**TASK PROMPT:**
Nothing is to be output except the lines from the one containing "Can you tell me where the grassy" through the end of the material, each reproduced exactly.

**DATA TO EXAMINE:**
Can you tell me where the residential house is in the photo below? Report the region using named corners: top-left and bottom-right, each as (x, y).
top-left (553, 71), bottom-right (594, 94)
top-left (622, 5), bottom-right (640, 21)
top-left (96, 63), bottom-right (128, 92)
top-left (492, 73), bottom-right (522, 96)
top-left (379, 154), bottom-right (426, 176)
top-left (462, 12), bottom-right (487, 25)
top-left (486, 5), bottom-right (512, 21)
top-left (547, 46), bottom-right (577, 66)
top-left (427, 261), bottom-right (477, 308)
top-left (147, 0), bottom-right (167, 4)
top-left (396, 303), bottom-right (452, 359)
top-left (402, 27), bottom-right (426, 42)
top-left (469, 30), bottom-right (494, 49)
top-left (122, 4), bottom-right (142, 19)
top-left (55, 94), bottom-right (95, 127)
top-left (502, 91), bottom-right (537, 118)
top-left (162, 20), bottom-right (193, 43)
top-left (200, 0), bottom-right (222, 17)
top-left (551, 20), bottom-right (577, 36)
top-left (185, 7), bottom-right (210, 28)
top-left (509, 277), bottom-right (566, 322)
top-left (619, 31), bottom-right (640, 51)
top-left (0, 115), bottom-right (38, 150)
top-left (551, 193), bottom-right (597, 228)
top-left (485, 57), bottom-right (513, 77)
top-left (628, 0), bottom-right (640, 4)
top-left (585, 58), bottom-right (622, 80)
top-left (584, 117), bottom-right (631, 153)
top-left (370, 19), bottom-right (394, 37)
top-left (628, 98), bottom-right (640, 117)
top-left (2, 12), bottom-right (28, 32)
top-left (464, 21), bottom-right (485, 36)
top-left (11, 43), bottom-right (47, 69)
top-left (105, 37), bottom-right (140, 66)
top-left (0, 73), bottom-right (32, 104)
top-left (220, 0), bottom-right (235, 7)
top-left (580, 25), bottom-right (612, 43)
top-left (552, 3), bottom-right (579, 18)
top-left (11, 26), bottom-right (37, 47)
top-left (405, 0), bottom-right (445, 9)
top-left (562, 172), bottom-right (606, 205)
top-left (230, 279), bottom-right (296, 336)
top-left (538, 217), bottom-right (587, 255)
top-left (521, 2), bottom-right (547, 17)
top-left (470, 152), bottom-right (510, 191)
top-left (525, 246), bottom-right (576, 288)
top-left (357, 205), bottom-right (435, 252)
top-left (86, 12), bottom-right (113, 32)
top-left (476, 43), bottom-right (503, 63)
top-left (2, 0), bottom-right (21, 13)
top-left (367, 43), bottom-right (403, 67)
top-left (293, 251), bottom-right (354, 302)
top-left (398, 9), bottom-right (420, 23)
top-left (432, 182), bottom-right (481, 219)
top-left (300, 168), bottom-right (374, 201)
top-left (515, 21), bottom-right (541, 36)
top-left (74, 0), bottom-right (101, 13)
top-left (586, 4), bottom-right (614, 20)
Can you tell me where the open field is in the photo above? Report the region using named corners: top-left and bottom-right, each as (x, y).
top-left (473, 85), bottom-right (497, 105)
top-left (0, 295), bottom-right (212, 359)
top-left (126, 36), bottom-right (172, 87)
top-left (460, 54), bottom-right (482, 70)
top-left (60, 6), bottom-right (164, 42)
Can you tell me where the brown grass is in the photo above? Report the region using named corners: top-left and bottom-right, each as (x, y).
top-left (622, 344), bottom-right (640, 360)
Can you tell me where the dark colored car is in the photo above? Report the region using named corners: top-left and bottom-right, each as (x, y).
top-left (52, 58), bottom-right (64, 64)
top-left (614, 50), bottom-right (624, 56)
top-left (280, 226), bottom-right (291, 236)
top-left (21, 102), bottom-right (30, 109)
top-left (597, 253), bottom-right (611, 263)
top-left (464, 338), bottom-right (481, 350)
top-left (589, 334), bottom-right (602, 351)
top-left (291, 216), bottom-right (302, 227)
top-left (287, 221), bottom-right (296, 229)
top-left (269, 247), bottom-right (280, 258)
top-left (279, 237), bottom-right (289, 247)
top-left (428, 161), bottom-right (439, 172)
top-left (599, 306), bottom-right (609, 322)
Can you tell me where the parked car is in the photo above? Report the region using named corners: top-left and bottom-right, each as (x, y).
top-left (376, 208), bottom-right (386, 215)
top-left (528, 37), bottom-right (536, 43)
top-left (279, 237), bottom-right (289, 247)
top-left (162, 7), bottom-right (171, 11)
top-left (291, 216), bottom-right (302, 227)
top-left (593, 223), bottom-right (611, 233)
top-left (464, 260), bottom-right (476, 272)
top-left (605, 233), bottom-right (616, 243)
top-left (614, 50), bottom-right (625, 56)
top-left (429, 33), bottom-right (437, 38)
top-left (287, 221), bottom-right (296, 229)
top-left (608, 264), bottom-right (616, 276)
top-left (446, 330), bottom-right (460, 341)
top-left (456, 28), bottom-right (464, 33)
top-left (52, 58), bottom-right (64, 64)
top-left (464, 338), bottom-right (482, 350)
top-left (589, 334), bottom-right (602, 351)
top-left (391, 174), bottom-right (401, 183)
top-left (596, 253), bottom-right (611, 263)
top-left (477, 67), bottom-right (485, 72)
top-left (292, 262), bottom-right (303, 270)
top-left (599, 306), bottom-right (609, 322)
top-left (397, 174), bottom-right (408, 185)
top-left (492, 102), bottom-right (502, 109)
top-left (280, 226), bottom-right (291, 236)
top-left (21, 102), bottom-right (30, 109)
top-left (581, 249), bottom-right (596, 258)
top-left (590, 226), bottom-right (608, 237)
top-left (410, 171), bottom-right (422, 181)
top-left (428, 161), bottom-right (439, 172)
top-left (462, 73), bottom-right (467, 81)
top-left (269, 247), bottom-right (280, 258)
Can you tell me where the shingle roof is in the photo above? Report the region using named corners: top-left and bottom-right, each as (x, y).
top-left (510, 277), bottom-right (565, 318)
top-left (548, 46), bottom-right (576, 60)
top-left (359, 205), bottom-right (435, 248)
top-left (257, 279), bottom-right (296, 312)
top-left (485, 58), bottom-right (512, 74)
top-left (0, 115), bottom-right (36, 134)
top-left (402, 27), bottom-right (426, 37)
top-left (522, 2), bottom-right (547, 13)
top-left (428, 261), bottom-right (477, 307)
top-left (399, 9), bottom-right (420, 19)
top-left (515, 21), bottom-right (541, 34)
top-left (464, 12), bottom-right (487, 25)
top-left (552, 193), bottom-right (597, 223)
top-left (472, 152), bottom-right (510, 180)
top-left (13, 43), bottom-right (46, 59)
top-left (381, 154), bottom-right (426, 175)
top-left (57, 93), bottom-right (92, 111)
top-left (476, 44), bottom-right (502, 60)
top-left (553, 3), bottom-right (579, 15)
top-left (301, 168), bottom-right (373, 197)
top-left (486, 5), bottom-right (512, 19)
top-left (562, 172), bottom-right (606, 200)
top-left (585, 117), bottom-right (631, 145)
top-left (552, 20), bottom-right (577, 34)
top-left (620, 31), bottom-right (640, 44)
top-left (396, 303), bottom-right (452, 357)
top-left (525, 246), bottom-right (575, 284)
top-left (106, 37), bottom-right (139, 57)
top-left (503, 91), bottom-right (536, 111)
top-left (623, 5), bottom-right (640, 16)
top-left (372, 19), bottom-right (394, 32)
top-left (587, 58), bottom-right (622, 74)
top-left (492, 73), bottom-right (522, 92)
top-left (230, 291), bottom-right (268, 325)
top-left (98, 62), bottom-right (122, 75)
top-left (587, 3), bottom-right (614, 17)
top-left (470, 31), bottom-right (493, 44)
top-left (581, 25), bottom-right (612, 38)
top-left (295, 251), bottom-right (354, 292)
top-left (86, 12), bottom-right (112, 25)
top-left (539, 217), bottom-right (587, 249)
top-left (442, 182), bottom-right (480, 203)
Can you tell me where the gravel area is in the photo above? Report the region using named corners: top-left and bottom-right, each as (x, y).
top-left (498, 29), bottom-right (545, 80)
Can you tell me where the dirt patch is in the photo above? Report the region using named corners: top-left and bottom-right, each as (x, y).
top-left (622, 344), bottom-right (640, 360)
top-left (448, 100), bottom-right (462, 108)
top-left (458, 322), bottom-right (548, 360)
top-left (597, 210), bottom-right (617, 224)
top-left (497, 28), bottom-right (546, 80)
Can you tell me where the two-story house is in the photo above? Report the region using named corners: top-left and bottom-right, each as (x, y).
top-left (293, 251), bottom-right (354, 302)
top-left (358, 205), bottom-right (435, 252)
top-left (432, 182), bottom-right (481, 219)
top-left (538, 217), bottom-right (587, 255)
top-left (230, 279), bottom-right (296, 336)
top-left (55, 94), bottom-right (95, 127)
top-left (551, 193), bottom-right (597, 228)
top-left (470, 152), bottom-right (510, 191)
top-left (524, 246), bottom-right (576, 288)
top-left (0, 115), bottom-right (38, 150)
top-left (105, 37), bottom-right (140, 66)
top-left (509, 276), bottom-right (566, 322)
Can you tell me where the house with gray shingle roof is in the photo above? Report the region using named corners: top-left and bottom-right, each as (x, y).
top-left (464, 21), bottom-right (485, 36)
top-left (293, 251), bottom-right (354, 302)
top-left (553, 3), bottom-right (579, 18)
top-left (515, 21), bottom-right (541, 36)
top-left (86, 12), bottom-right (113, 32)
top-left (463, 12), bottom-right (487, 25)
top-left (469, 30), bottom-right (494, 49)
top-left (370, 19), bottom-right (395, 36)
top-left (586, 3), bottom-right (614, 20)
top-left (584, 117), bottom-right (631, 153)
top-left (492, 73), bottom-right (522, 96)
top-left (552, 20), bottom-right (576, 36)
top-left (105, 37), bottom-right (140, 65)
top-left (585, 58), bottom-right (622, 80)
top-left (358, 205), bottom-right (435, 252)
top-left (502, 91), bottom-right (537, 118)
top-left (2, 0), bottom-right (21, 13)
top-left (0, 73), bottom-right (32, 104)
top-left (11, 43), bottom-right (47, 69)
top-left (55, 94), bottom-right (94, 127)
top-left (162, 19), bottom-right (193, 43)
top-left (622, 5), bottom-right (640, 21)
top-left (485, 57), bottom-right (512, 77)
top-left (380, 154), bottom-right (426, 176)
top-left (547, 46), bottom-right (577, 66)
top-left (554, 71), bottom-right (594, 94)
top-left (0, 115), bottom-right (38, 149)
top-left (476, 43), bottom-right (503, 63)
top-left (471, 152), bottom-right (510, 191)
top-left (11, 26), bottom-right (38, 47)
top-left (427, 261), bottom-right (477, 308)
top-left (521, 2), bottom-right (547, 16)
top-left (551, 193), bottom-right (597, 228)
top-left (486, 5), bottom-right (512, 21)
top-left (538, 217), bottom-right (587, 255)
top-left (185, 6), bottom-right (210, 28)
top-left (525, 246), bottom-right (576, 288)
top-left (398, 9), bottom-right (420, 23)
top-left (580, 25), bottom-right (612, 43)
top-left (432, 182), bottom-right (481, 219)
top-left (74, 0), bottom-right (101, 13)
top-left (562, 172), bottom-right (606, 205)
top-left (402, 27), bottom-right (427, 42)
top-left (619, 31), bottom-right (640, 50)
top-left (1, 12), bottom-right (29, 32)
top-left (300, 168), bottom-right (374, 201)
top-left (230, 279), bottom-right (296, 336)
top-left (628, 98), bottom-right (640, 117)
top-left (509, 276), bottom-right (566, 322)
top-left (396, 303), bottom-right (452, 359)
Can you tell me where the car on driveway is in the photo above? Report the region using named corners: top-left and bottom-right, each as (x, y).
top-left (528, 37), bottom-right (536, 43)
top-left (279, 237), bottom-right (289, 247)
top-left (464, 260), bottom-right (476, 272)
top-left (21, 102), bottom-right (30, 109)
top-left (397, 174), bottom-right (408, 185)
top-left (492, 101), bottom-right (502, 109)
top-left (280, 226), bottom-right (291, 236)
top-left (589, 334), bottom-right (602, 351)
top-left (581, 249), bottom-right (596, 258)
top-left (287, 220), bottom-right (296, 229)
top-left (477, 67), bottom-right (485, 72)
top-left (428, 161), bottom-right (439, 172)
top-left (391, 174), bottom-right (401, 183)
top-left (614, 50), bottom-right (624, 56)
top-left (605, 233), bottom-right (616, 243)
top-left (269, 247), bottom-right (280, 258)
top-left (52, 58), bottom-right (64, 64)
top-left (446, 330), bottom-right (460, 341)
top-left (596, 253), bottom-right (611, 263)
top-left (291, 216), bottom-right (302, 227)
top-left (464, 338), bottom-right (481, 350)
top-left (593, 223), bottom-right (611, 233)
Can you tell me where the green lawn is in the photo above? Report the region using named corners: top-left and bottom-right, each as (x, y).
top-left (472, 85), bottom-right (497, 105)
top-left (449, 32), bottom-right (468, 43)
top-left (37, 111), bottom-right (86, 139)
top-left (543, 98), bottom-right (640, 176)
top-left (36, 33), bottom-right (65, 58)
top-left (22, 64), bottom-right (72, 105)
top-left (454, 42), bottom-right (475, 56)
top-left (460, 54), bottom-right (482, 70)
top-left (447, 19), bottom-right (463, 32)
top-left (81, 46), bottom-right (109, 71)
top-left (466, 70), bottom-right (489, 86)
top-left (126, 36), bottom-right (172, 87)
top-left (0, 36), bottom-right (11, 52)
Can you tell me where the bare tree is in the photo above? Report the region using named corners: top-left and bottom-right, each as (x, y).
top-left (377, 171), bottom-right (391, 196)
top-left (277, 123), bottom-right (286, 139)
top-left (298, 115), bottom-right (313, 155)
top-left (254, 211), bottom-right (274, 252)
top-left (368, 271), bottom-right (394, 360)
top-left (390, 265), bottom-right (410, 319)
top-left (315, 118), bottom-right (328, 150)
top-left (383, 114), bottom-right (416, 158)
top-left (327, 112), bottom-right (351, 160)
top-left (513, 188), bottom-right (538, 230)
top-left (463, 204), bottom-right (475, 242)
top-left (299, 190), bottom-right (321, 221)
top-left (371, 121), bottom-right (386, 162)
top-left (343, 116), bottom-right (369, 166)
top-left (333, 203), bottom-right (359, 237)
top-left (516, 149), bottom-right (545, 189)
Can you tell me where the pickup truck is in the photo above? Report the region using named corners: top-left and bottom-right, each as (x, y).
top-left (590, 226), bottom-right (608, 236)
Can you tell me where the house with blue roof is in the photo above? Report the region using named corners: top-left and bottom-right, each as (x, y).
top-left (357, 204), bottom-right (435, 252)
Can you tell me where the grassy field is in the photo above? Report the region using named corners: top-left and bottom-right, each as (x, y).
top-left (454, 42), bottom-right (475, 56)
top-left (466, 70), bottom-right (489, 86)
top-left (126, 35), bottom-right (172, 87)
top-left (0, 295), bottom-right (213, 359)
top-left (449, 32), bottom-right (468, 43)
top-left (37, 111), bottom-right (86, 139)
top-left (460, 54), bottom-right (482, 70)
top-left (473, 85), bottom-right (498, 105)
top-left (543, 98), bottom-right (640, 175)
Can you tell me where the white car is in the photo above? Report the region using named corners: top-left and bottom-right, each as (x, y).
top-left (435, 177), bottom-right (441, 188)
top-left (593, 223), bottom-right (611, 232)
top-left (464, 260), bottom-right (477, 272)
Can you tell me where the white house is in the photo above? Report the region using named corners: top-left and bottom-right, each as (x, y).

**EXERCISE RESPONSE:**
Can you tell me where the grassy field is in the photo above? Report the region using named corners: top-left and bottom-right, each as (x, y).
top-left (454, 42), bottom-right (475, 56)
top-left (466, 70), bottom-right (489, 86)
top-left (126, 35), bottom-right (172, 87)
top-left (0, 295), bottom-right (213, 359)
top-left (449, 32), bottom-right (468, 43)
top-left (37, 111), bottom-right (86, 139)
top-left (460, 54), bottom-right (482, 70)
top-left (473, 85), bottom-right (498, 105)
top-left (543, 98), bottom-right (640, 175)
Can you tell me where the white car is in the photo above? Report the region using named corners: top-left and bottom-right, each as (x, y).
top-left (435, 177), bottom-right (441, 188)
top-left (593, 223), bottom-right (611, 232)
top-left (464, 260), bottom-right (477, 272)
Can you tell me where the white house is in the photo above? Report the region using named corners: top-left and bottom-right, each as (x, y).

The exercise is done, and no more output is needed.